Will you give the material below again, every line exactly as it is?
◆ ◆ ◆ ◆ ◆
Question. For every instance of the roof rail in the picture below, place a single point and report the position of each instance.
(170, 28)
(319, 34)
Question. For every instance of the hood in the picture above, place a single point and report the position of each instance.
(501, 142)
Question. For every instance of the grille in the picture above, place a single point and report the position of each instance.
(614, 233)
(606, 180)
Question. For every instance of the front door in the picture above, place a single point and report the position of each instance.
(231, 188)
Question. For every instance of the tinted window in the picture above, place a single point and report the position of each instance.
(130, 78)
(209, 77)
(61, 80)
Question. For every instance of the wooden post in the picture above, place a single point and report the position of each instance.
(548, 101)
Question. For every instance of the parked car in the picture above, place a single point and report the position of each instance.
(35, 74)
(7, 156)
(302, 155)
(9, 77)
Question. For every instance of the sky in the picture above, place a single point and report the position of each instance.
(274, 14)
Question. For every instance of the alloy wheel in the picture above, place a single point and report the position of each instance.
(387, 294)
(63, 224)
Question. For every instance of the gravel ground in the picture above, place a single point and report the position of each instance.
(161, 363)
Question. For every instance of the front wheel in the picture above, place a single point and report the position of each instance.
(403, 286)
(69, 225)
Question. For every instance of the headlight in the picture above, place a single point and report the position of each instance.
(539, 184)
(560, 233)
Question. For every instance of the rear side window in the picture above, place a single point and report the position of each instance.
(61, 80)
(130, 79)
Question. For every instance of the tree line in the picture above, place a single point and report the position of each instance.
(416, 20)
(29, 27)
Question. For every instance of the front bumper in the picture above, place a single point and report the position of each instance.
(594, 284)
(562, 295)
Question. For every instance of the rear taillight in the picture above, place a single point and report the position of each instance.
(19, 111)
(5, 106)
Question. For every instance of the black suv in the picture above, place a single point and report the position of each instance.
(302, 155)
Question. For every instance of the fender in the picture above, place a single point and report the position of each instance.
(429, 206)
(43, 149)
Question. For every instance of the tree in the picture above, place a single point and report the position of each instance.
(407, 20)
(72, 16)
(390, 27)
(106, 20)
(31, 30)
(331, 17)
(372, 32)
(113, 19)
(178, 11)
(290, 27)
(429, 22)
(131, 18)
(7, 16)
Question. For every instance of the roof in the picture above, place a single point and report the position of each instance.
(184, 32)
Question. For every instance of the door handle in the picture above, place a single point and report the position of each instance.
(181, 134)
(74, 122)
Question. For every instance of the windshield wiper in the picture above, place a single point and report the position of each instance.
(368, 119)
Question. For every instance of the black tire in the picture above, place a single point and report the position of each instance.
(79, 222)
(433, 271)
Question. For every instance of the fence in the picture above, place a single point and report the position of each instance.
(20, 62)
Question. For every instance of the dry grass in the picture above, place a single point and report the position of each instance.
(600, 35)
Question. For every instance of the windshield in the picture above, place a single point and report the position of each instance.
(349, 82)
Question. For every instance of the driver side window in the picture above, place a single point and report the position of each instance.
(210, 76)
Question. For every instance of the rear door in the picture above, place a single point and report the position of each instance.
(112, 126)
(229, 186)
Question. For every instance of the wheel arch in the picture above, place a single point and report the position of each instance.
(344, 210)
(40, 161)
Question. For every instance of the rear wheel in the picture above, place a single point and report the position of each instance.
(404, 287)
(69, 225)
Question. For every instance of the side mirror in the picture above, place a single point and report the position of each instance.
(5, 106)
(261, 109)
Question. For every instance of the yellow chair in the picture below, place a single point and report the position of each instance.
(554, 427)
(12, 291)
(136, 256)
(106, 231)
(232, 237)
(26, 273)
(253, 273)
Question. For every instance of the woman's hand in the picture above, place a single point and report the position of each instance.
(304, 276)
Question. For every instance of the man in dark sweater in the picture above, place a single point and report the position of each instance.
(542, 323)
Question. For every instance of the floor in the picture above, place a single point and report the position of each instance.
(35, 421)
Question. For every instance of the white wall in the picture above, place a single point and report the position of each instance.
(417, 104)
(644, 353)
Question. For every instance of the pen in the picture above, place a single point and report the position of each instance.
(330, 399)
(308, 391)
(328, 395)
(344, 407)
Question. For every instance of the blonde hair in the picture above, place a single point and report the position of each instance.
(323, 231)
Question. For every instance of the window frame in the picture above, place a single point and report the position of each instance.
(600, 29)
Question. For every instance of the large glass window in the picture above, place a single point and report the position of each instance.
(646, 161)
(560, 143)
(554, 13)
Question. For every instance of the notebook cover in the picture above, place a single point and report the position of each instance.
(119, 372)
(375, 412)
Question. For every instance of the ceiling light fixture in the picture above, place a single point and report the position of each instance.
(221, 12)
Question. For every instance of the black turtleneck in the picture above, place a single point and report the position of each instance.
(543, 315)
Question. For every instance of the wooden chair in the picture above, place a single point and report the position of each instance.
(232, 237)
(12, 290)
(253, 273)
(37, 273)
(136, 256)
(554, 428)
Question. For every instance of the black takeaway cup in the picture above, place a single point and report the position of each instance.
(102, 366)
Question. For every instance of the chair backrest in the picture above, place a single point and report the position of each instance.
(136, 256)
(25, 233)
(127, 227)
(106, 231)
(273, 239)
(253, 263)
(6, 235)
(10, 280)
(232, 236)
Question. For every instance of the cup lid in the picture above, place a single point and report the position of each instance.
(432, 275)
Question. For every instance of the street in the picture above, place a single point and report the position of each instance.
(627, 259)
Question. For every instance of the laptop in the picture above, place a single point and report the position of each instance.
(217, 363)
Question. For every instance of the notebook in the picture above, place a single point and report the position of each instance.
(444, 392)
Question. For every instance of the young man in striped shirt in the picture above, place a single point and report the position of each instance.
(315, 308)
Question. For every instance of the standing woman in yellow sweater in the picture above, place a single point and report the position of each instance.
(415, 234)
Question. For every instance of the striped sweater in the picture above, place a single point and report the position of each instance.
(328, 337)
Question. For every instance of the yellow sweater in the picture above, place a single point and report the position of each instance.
◆ ◆ ◆ ◆ ◆
#### [Solution for this exercise]
Question. For every instance of the roof rail in the picture below, place a single point and report the position of each instance.
(170, 28)
(319, 34)
Question. For every instance of the hood in the picture above, place a single point and report the position of each instance.
(501, 142)
Question. For every instance of the grille in the picture above, place a single point and report the position of each instance.
(614, 233)
(606, 180)
Question. For every instance of the front door in the picture above, place a single point and report the position of each instance.
(231, 188)
Question. For every instance of the tinted window in the picture above, place a single point and report the position of each instance.
(130, 78)
(209, 77)
(61, 80)
Question. For every instance of the wooden post in the picture above, place a single point and report the position of each instance.
(548, 101)
Question. For every instance of the parked car in the picture above, place a single point and report the position of each instance.
(35, 74)
(7, 156)
(302, 155)
(9, 77)
Question. For every instance of the sky in the picture above, place a single point and report the position of each instance.
(274, 14)
Question. For every instance of the alloy wheel in the picture above, place a single point and report the position of each instance.
(387, 294)
(63, 224)
Question. For every instance of the gravel ground in the picture above, place a single point and report the position of each instance.
(161, 363)
Question. For every instance of the front wheel in the picture above, place a single point and report the position of each instance.
(403, 286)
(69, 225)
Question. For every instance of the headlight in the picture above, place a single point and report the position of each instance.
(539, 184)
(560, 233)
Question. For every instance of the rear side window in the picture above, place a single point and report the position of each instance.
(61, 80)
(130, 79)
Question. For every instance of the tree line in the picture above, place a single point and report the position of each instance.
(416, 20)
(29, 27)
Question. For every instance of the front bumper in the picture above, place a single point and report the position of each instance.
(594, 284)
(562, 295)
Question. For every instance of the rear taillight in the picture above, place a single point and report the position of each instance.
(19, 111)
(5, 106)
Question. For every instance of the black suv in the picture above, place a single point and report the position of each instance.
(302, 155)
Question. For every instance of the fender in the picture above, place a single point and report the position of each instance.
(429, 206)
(43, 149)
Question. For every instance of the tree in the picture above, place a single point and report the position of each instance.
(407, 20)
(72, 16)
(390, 27)
(106, 20)
(31, 30)
(331, 17)
(372, 32)
(113, 19)
(178, 11)
(290, 27)
(429, 22)
(131, 18)
(7, 16)
Question. For every instance of the roof in the picture above, place a single point and report the position of each instance.
(184, 32)
Question. For every instance of the door handle in the picture above, place a single point and report the position of each instance.
(181, 134)
(74, 122)
Question. For every instance of the windshield wiper in the picture above, place a single point and report the position of each instance.
(368, 119)
Question. For every instance of the black tire in the picture above, place a single point and report the position of each instance.
(79, 222)
(433, 271)
Question. For every instance of the fence in the picture above, place a single point and report the position of each instance.
(20, 62)
Question. For every instance of the dry grass in the picture above, place a single point and report the position of each instance.
(600, 35)
Question. For every instance of the windshield in the picture above, place a single point and report the position of each instance.
(349, 82)
Question. For every instance of the driver side window in the picture above, place a single point and report the position of each instance.
(210, 76)
Question. For every instance of the rear door in the picture above, place a single point and report the position of each instance.
(112, 126)
(229, 186)
Question. For every instance of the wheel arch in the picture above, place a single point and report the position of each instance.
(344, 210)
(40, 161)
Question. For every instance of the rear wheel in the picture above, place a single point and report the position of each instance.
(404, 287)
(69, 225)
Question. For every instance of the side mirror in the picture above, place a single point and report the position of each instance.
(5, 106)
(261, 109)
Question. For every instance of the yellow chair in the picture below, place a single point and report the position of each instance.
(554, 427)
(12, 291)
(136, 256)
(106, 231)
(232, 237)
(26, 273)
(253, 273)
Question. For every instance of the woman's hand in the picture above, place a single point and report the position of each instance.
(304, 276)
Question. For every instance of the man in dark sweater in the picture above, place a single point and report the position of each instance.
(542, 323)
Question. For every instance of the floor in the picture above, place a single point and report the position of each instance.
(35, 421)
Question. For every instance of the white wall in the picture above, place a single point and report the position of each instance.
(417, 104)
(644, 353)
Question. For every instance of the pen in the picture above, place a single point and report the position of each instance.
(330, 399)
(308, 391)
(328, 395)
(344, 407)
Question. For every instance of the blonde hair in the picture above, place a single point and report the position of each instance.
(323, 231)
Question. For every instance of the window frame in the picture above, place a single point and report the position of each instance.
(600, 29)
Question. For every instance of the large glass window in the picture above, place a single point and report the position of each instance.
(646, 161)
(560, 143)
(554, 13)
Question. For every instance of the notebook cover in the picture above, place a single point and report the position of each instance.
(119, 372)
(375, 412)
Question. For every instance of the ceiling light fixture in the picture above, place a single point and report the position of each instance.
(221, 12)
Question. For every instance of the black turtleneck in the picture above, place a single point and report the position of each instance.
(543, 315)
Question. For every instance of the wooden chair in the picture above, place a single point and report the position of each instance.
(232, 237)
(12, 290)
(253, 273)
(37, 273)
(136, 256)
(554, 428)
Question. For every instance of the black takeaway cup in the picture above, place a single point and report the position of each instance.
(102, 366)
Question. For every instance of the chair backrest in the picture above, place a single point and report the position of each instance.
(136, 256)
(25, 233)
(127, 227)
(106, 231)
(273, 239)
(253, 263)
(6, 235)
(10, 280)
(232, 236)
Question. For every instance of the cup lid in the picture above, place a single point and report the position of each instance.
(432, 275)
Question. For every instance of the street in the picture above, place a single point and report the position of each instance.
(627, 259)
Question. For every instance of the laptop in the picture above, place a single point and report the position of each instance.
(217, 363)
Question. For every instance of the notebook in the picture above, place a single point and report the position of each instance.
(444, 392)
Question. For every instance of the young man in striped shirt in the picture above, place a single point and report the position of each instance.
(315, 308)
Question. For every instance of the standing woman in yellow sweater in the picture above, place a single point and report the position of each instance.
(415, 234)
Question. For every instance of the striped sweater in the picture above, place a single point and report the position of each instance.
(328, 337)
Question. For every instance of the yellow sweater in the picture above, place a single point and report the position of each instance.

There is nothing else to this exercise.